# Your objective
Write out these lines again with every "innermost point" switched to "central point" and everything else left unchanged. Leave the pictures out.

# Data section
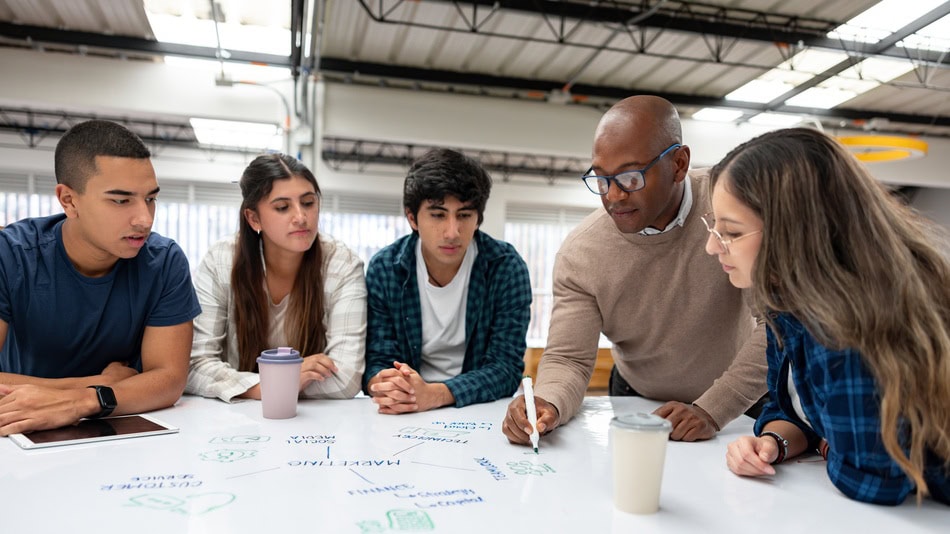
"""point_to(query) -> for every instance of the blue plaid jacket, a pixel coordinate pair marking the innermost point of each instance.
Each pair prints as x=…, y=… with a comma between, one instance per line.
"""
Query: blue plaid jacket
x=496, y=318
x=840, y=398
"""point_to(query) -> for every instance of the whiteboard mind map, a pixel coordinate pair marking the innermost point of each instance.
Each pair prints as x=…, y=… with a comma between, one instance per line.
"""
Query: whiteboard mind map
x=402, y=481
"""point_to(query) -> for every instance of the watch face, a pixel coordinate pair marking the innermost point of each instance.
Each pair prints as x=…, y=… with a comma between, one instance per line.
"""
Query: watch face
x=106, y=397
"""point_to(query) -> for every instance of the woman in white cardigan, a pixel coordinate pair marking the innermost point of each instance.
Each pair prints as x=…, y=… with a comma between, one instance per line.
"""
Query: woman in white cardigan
x=279, y=282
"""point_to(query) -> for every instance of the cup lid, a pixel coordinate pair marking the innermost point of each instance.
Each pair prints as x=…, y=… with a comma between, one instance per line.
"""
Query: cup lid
x=280, y=355
x=642, y=421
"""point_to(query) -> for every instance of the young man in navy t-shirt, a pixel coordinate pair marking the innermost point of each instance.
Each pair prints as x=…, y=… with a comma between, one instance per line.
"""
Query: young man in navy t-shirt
x=95, y=310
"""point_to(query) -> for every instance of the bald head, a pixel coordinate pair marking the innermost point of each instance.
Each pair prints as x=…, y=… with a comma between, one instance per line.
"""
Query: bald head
x=649, y=121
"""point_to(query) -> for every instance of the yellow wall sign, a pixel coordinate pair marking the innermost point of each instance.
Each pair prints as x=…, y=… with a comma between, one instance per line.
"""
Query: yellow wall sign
x=877, y=148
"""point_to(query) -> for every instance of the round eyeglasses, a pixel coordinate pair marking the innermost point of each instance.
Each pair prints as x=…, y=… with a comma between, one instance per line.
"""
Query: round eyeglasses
x=627, y=181
x=710, y=223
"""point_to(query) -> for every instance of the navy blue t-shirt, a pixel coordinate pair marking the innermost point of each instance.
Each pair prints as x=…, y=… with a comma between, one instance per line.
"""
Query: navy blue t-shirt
x=62, y=324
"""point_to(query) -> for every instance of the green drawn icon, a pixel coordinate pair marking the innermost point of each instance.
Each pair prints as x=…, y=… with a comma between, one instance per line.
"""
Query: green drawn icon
x=409, y=520
x=158, y=502
x=527, y=467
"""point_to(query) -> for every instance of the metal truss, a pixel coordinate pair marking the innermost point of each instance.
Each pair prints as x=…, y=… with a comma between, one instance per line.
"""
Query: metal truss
x=375, y=72
x=82, y=41
x=364, y=156
x=643, y=21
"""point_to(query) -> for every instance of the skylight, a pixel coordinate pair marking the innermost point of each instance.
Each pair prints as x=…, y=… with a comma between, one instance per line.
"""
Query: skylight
x=782, y=120
x=250, y=26
x=882, y=20
x=821, y=98
x=787, y=75
x=935, y=37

# Task solution
"""point_to(query) -> for every instance of the blue plaid jacket, a pixel coordinate pair marking the central point of each instance.
Each pair prints as x=…, y=… with a comma between, one instance per line.
"""
Query: blue plaid jacket
x=496, y=318
x=840, y=398
"""point_to(query) -> for every instance of the whiteboard mind map, a pixel coordinate pair marking the central point of each instance.
Each pair prints as x=…, y=… with a comma between, one instance per line.
"""
Query: whiteboard mind map
x=402, y=481
"""point_to(query) -> for every instance of the watch face, a pixel coordinate pair marking the central point of each instance.
Each pair prints as x=…, y=… with a comma between, one instance per line.
"""
Query: watch face
x=106, y=397
"""point_to(query) -> for every instance of the woman in white cardigan, a pixel coordinate pair marking the central point of each instance.
Each pair prints as x=…, y=… with a comma between, one instance per line.
"""
Query: woman in white cardigan
x=279, y=282
"""point_to(query) -> for every instance of the cup lid, a pixel coordinate pair marking the central point of each instance.
Each pair prints as x=…, y=… with a comma between, one instance per line.
"""
Query: cup lid
x=280, y=355
x=642, y=421
"""point_to(query) -> for every instance of the young man in navy t-shirt, a pixel coordinate pair marking the central point of each instance.
Each pair prints as x=…, y=… with a comma between, one instance per line.
"""
Query: young man in navy t-shirt
x=95, y=310
"""point_to(query) -> for every instance of the bald head, a pixel coordinate pair marking the central point of each instance.
Each pair prints as x=…, y=… with a comma between, one instance per line.
"""
Query: bald head
x=649, y=121
"""point_to(query) -> for every instance of the yellow wall sign, a pixel coordinate pair marking the central point of each instance.
Each pair prints as x=…, y=… with a comma between, one instance per line.
"""
Query: yellow wall sign
x=877, y=148
"""point_to(query) -> for every instance of the round eyeglasses, a pixel coordinate pair marking the central point of each instance.
Each pair prints as x=…, y=… with a comma between, one instance per line.
"""
Query: round eyeglasses
x=627, y=181
x=710, y=223
"""point_to(query) -> for every instance of the navy blue t-shirt, a pixel coordinate pair marking the central point of each instance.
Each pair prints as x=…, y=… with a comma between, one instance per line.
"""
Query: navy blue t-shirt
x=62, y=324
"""point_to(query) -> for every instance of the green drawn icon, a pixel coordinate pair marking the central point of each instance.
Each pair prints as x=…, y=… with a comma between, one instance per line.
"""
Query: green drawn icon
x=409, y=520
x=158, y=502
x=527, y=467
"""point_to(query) -> for every instance of the metal truss, a pixel coordinate pair marking the central point of each instance.
Each pair prints as x=…, y=… with a comma between, one instance per line.
"""
Query: metal truss
x=375, y=72
x=82, y=41
x=364, y=156
x=643, y=21
"""point_to(query) -> for every instance of the skylight, a pixel coordinate pair marking the central point of each instance.
Each pair prints as x=…, y=… with a comma between, one instance per line.
"""
Query: skylight
x=782, y=120
x=250, y=26
x=882, y=20
x=821, y=98
x=787, y=75
x=935, y=37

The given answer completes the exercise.